Decades pile on, and my life keeps circling low and slow in these funny little flying machines, as the landscape overflows with layer upon layer of memories.

I like these lines by Wendell Berry, a poet and writer eloquent in his passionate attachment to place:

 

Memory,

native to this valley, will spread over it

like a grove, and memory will grow

into legend, legend into song, song

into sacrament.

 

from The Vision,  a poem quoted in an interview / article, Going Home with Wendell Berry, by Amanda Petrusich, The New Yorker, July 14, 2019

 

 

Mornings are slow here.  When city people come to visit, they are surprised by the pace of the start of our days. I gather that one myth of homestead life goes something like this: Bounce out of bed at 5 a.m. and hit the cold hard floor at a half-trot; axes to sharpen and rifles to clean, sleds to varnish and dogs to feed… chop chop the wood, fetch fetch the water, grab a chunk of cold bannock on the fly, wash it down with a swig of lake water. Busy busy busy. 

Not so.  Another cliché bites the dust. Over the years our morning rhythm has not changed much.  Wake up, light or stoke the woodstove fire (a given, for eight or nine months of the year – it’s May 28th as I begin to draft this post, and the first thing I did upon waking was light the woodstove.) Put on the kettle, wash and brush and comb, and take the clipboard from its nail to carefully jot down the specifics of the morning’s weather:  temperature, dewpoint, altimeter, windspeed and direction, sky cover, high and low of the past 24 hours, and some random notes (this morning,  “Still easily walking onto ice.  Ran dogs to west on bay yesterday.”) Then it’s coffee and a book and maybe some scratching of pen on paper; a few words, or not, of quiet conversation with my people, and before we all know it, a solid hour and a half has passed in blissful sloth, with nary a moose milked nor a chainsaw sharpened.

*Required task 1*. According to the text, what did the writer do first after waking up on May 28th?

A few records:
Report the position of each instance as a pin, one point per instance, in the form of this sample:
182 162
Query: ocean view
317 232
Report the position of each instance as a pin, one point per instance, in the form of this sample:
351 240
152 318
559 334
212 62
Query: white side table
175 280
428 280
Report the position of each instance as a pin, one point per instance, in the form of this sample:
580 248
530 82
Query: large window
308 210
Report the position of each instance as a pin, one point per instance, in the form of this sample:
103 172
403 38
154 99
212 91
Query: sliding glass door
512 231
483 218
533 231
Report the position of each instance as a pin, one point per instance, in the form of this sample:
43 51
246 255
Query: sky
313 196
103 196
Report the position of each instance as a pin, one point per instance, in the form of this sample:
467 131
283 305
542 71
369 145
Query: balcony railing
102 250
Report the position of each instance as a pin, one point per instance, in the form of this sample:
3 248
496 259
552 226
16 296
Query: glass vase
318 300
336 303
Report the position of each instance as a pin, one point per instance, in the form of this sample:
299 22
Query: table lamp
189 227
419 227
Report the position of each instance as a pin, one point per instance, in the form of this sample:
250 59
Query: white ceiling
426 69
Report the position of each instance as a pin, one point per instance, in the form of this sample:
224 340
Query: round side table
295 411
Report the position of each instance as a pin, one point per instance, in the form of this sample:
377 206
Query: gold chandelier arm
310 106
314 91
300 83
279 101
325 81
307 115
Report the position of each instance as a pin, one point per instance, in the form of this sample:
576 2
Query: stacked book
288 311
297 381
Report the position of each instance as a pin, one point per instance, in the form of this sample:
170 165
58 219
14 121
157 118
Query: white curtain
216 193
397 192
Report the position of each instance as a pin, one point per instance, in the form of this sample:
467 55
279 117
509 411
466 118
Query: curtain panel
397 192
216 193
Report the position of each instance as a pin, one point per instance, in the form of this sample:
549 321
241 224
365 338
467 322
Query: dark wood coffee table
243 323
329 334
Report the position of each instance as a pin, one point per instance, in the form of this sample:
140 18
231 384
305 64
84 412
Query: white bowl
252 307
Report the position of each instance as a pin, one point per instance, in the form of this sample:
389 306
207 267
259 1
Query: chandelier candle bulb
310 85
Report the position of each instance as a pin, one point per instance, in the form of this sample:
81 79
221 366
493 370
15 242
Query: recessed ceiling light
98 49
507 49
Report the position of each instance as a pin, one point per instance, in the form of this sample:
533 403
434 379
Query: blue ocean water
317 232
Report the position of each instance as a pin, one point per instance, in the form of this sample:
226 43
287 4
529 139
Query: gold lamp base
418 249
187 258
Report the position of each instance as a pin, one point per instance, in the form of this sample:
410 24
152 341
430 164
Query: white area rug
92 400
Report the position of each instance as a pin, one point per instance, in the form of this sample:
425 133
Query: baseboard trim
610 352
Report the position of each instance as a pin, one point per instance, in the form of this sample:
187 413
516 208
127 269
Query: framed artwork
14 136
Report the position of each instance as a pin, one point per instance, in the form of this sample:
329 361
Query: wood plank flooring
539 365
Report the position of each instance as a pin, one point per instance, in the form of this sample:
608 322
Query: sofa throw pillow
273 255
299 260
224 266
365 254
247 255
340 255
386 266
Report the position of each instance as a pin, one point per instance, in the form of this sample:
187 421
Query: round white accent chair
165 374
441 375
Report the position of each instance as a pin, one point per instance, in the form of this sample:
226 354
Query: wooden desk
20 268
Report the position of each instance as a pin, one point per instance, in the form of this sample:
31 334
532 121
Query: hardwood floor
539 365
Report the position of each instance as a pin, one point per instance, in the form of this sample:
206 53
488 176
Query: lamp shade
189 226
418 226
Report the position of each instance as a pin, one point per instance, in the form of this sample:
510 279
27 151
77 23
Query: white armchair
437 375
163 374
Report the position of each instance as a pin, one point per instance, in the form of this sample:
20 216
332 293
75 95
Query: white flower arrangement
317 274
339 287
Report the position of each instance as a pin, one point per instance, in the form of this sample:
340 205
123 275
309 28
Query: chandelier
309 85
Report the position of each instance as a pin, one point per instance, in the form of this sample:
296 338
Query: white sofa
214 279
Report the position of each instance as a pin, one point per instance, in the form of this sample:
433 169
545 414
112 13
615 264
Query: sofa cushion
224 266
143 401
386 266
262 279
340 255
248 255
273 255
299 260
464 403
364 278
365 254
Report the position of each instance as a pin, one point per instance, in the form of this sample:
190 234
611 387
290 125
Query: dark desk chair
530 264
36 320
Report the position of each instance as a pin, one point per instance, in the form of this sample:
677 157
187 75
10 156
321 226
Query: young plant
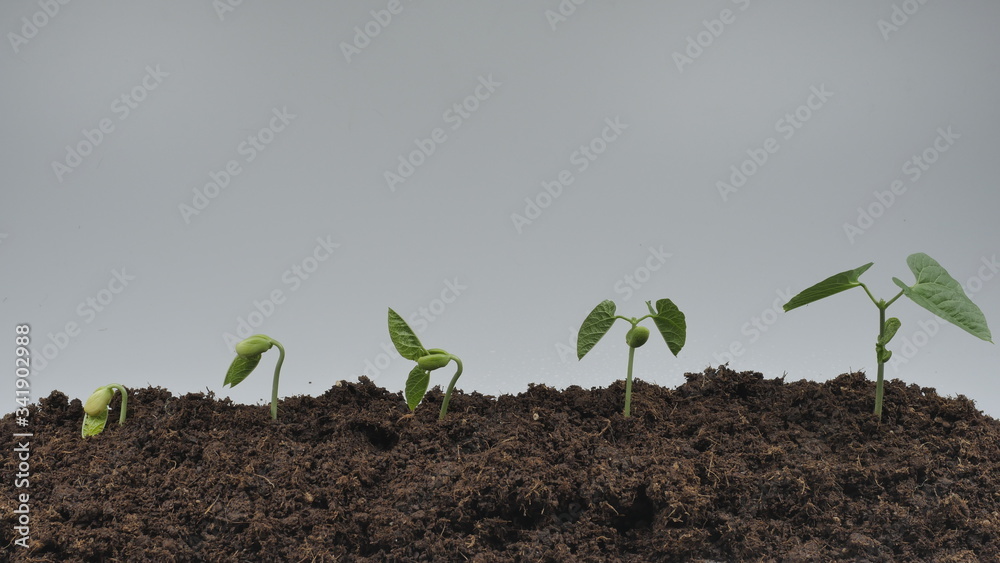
95 410
935 290
409 346
667 318
248 354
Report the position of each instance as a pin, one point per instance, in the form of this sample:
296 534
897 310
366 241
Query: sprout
95 410
409 347
248 356
667 317
934 290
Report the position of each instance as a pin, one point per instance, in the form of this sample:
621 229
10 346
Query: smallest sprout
95 410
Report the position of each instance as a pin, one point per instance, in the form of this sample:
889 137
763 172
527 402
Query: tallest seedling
935 290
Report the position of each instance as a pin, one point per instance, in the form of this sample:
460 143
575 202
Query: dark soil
727 467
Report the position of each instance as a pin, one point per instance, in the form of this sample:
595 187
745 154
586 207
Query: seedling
935 290
667 317
248 354
95 410
409 346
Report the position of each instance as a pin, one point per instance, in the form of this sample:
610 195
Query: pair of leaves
668 319
934 290
409 347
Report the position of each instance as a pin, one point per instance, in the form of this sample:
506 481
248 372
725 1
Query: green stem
878 358
451 387
274 386
628 383
121 389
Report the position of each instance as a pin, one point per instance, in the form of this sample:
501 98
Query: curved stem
628 383
121 389
881 366
274 385
451 387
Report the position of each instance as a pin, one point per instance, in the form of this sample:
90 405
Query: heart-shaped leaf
404 339
594 327
830 286
670 322
416 386
94 425
940 294
241 367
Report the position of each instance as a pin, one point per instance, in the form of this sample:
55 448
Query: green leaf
241 367
891 326
416 386
671 324
830 286
594 327
94 425
940 294
403 338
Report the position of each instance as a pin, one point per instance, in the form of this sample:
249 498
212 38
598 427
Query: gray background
182 87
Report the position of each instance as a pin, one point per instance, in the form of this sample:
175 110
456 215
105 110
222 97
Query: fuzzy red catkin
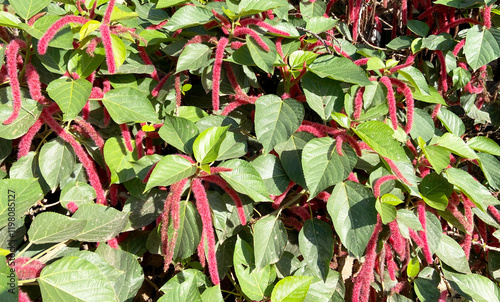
126 137
206 217
43 44
108 48
240 31
410 103
380 181
107 14
89 129
423 234
365 276
219 55
87 163
11 58
269 27
358 103
391 101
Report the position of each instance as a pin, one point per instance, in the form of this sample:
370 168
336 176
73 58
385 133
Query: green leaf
316 245
320 24
455 144
170 169
472 188
255 284
24 192
169 3
194 56
189 232
322 94
130 276
291 289
435 191
484 144
118 159
474 287
276 120
378 136
179 132
290 153
417 79
59 282
262 58
418 27
270 239
323 166
57 162
28 8
71 95
439 157
129 104
50 227
103 223
206 146
434 96
28 114
297 58
491 169
77 192
339 68
272 173
245 179
480 47
451 253
451 122
352 208
188 16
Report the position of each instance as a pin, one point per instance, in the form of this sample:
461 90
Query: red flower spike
33 80
456 23
107 14
28 271
43 44
380 181
89 129
206 217
219 55
423 234
269 27
147 61
126 137
87 163
410 102
358 103
361 289
25 143
11 58
398 241
391 101
72 207
23 297
108 48
241 31
158 87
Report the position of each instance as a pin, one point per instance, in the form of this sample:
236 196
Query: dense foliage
249 150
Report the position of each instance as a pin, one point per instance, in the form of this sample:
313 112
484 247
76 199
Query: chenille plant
249 150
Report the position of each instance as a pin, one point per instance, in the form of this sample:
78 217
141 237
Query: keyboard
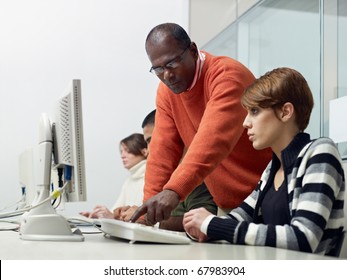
80 220
142 233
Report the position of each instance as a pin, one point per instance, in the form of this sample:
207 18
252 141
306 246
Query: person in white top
133 150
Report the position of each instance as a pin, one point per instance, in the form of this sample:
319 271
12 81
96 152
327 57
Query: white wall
45 44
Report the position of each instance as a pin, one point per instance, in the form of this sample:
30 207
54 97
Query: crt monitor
60 148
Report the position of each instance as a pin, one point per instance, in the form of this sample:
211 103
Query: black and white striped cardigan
316 186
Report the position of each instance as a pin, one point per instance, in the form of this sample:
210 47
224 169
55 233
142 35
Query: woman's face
264 128
129 160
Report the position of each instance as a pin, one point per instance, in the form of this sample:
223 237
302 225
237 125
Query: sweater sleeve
317 209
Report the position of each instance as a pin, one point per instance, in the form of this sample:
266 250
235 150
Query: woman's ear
287 111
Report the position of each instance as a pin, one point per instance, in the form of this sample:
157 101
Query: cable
54 195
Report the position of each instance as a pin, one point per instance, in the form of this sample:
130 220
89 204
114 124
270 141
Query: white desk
97 247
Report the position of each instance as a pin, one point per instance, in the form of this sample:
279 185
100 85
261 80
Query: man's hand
158 207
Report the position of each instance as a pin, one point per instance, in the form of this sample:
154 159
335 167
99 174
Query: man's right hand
158 207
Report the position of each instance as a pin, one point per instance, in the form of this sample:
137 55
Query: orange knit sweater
207 120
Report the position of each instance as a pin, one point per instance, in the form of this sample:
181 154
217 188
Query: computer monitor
60 148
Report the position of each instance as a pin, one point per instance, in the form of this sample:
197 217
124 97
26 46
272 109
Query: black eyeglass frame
170 65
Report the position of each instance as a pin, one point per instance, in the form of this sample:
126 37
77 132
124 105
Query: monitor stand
44 224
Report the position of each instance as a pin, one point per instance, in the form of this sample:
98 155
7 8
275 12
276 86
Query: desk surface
98 247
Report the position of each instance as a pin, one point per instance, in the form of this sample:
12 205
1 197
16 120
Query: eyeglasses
171 65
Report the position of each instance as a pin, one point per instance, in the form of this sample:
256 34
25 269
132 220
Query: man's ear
144 152
287 111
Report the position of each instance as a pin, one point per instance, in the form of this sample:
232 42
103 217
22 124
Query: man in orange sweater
198 109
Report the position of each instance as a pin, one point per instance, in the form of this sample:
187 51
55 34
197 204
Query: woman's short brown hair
135 144
275 88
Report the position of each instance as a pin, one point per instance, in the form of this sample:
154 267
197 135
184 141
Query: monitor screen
60 148
68 148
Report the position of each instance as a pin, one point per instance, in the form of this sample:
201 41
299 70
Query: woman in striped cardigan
298 203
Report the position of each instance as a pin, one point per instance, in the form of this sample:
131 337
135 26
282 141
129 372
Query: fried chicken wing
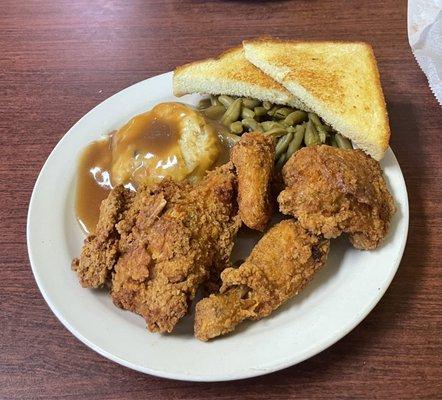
253 157
279 266
332 190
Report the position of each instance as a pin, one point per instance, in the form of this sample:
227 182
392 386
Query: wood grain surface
58 59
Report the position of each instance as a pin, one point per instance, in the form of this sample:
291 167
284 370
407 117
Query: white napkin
425 38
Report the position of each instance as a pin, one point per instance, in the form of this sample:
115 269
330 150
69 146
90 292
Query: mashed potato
171 140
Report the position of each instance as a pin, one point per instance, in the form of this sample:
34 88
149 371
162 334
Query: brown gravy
144 144
93 182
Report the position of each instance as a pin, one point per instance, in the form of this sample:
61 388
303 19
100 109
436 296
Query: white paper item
425 38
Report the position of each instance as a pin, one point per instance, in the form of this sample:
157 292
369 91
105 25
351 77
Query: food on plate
278 116
279 266
253 158
100 250
332 190
335 96
163 245
171 140
337 80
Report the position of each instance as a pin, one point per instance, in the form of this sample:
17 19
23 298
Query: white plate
339 297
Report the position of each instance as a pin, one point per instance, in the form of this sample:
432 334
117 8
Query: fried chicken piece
253 157
100 250
332 190
279 266
170 239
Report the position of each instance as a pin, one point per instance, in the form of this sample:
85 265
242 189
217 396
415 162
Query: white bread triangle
230 74
337 80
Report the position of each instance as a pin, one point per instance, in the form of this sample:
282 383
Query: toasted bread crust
338 80
230 73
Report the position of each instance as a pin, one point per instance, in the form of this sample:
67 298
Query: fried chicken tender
279 266
161 243
331 190
253 157
100 250
170 239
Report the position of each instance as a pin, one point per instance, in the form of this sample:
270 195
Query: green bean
236 127
267 105
282 112
295 117
271 112
260 111
214 100
247 113
282 144
225 100
267 125
311 137
252 125
276 132
342 142
251 103
328 128
214 112
204 103
232 113
323 134
296 142
281 161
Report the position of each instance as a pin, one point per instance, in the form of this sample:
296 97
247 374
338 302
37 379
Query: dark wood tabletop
58 59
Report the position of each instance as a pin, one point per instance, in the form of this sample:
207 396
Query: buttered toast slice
233 75
337 80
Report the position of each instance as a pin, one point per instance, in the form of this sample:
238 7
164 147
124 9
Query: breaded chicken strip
331 190
100 250
170 239
279 266
254 157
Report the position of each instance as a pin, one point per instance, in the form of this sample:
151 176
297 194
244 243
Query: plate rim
246 373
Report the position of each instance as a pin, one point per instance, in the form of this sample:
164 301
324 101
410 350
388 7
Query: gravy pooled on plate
171 140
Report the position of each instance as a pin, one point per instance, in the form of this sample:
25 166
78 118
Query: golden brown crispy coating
170 239
253 157
332 190
279 266
100 250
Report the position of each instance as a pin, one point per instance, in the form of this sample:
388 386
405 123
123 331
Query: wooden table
58 59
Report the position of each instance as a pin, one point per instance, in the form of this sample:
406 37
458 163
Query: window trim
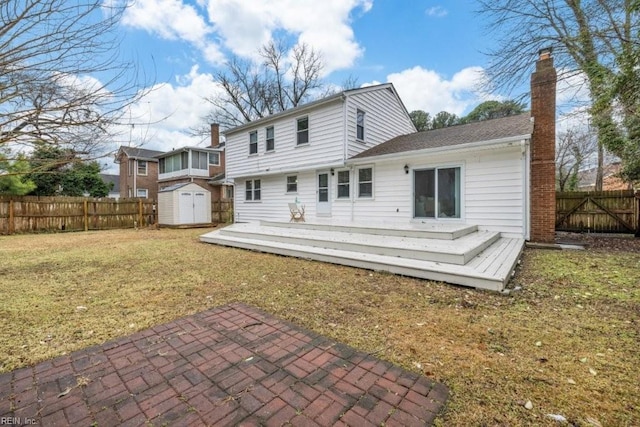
253 143
267 139
288 190
298 131
139 163
436 208
209 158
360 126
251 190
347 184
360 196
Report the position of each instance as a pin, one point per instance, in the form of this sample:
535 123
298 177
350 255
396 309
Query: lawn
567 342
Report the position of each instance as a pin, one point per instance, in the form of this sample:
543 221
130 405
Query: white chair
297 212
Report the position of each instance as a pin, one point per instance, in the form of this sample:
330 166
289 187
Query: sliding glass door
437 193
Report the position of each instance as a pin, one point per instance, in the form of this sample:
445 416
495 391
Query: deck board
490 269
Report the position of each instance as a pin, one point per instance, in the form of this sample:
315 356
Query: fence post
11 226
86 215
637 213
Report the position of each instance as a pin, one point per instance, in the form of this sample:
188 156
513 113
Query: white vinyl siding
253 142
384 119
292 184
344 184
302 130
270 143
326 145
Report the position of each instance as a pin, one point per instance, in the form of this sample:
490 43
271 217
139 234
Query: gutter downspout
345 152
135 178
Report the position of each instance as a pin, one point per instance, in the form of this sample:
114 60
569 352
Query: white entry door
323 196
186 207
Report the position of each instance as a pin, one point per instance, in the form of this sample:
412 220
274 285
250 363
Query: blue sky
430 50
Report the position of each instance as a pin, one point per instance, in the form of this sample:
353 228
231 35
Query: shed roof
487 130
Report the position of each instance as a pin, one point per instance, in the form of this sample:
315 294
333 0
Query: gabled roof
115 179
303 107
520 125
138 153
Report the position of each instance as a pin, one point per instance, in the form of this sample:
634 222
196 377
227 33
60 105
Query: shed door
199 207
186 208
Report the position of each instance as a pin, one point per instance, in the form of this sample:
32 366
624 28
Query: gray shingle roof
487 130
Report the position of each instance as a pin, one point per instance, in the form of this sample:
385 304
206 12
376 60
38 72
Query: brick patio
232 365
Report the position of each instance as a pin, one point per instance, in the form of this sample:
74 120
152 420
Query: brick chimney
543 149
215 135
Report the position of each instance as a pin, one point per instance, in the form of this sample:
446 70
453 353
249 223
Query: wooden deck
450 253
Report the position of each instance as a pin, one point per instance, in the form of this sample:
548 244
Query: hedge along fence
598 211
32 214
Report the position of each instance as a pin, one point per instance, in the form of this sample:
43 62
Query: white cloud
246 25
437 12
422 89
174 20
161 119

*Required task 2*. List each line of the listing that contains the word "ocean".

*Written reply 1*. The writer lit the woodstove.

*Written reply 2*.
Query: ocean view
Query: blue ocean water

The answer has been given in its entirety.